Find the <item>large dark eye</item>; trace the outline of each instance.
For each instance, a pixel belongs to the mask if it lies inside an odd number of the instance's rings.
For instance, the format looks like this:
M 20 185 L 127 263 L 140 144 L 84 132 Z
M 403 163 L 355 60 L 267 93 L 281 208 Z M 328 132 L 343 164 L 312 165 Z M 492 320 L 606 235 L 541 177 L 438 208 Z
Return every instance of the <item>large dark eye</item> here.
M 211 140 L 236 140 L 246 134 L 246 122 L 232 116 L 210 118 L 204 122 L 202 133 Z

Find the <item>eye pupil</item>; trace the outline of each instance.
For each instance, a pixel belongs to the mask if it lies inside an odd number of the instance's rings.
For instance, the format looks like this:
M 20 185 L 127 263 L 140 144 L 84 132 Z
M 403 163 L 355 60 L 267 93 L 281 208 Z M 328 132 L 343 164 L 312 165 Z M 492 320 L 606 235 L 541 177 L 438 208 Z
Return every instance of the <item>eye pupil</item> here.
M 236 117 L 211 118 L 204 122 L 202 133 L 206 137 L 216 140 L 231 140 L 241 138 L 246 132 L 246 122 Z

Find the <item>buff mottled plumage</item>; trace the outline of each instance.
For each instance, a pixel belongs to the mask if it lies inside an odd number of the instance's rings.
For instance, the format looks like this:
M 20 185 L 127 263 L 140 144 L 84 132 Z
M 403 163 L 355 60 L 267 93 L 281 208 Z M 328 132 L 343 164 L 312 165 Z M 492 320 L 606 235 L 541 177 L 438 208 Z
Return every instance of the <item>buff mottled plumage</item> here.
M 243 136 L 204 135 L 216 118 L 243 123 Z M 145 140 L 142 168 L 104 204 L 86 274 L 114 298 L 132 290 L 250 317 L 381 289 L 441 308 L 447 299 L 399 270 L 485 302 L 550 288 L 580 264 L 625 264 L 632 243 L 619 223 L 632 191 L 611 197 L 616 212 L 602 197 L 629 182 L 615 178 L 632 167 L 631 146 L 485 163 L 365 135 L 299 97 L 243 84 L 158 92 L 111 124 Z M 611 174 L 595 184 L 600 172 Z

*Given request*. Can you swap every "trace the outline" in all of the data above for "draw the boundary" and write the data out again with nothing else changed?

*Output of the task*.
Find the <item>large dark eye</item>; draw the boundary of each instance.
For each instance, a pixel belongs to the mask if it lies inside an odd number of the instance's rings.
For instance, the format looks like this:
M 20 185 L 127 263 L 140 144 L 84 132 Z
M 403 163 L 355 60 L 267 93 L 281 208 Z M 328 132 L 343 164 L 312 165 Z M 492 320 L 606 235 L 541 177 L 438 208 Z
Return every instance of the <item>large dark eye</item> here.
M 211 140 L 236 140 L 246 134 L 246 122 L 232 116 L 210 118 L 204 122 L 202 133 Z

Find the <item>eye pupil</item>; draw the boundary of each instance.
For each instance, a pixel belongs to the mask if it lies inside an odd number of the instance's rings.
For instance, the format looks like this:
M 20 185 L 127 263 L 140 144 L 84 132 Z
M 403 163 L 355 60 L 267 93 L 281 208 Z M 328 132 L 343 164 L 312 165 Z M 492 320 L 606 235 L 541 177 L 438 208 Z
Return every instance of the <item>eye pupil</item> here.
M 236 117 L 211 118 L 204 122 L 202 133 L 206 137 L 216 140 L 231 140 L 241 138 L 246 132 L 246 122 Z

Find the <item>buff mottled plumage</item>; draw the boundary of each instance.
For each instance, a pixel belongs to the mask if it lies inside an odd number of the instance's rings.
For instance, the format looks like this:
M 20 185 L 127 263 L 140 144 L 84 132 Z
M 403 163 L 355 60 L 267 93 L 281 208 Z M 328 132 L 343 164 L 312 165 Z M 492 320 L 606 235 L 541 177 L 438 208 Z
Return every instance of the <item>buff mottled plumage</item> here.
M 243 136 L 204 135 L 216 118 L 243 123 Z M 145 140 L 142 168 L 104 204 L 86 274 L 114 298 L 132 290 L 250 317 L 381 289 L 441 308 L 447 299 L 399 270 L 485 302 L 550 288 L 580 264 L 625 264 L 632 243 L 619 223 L 632 191 L 611 197 L 616 212 L 602 197 L 629 182 L 615 178 L 632 167 L 631 146 L 485 163 L 365 135 L 299 97 L 243 84 L 158 92 L 111 124 Z M 611 174 L 595 184 L 600 172 Z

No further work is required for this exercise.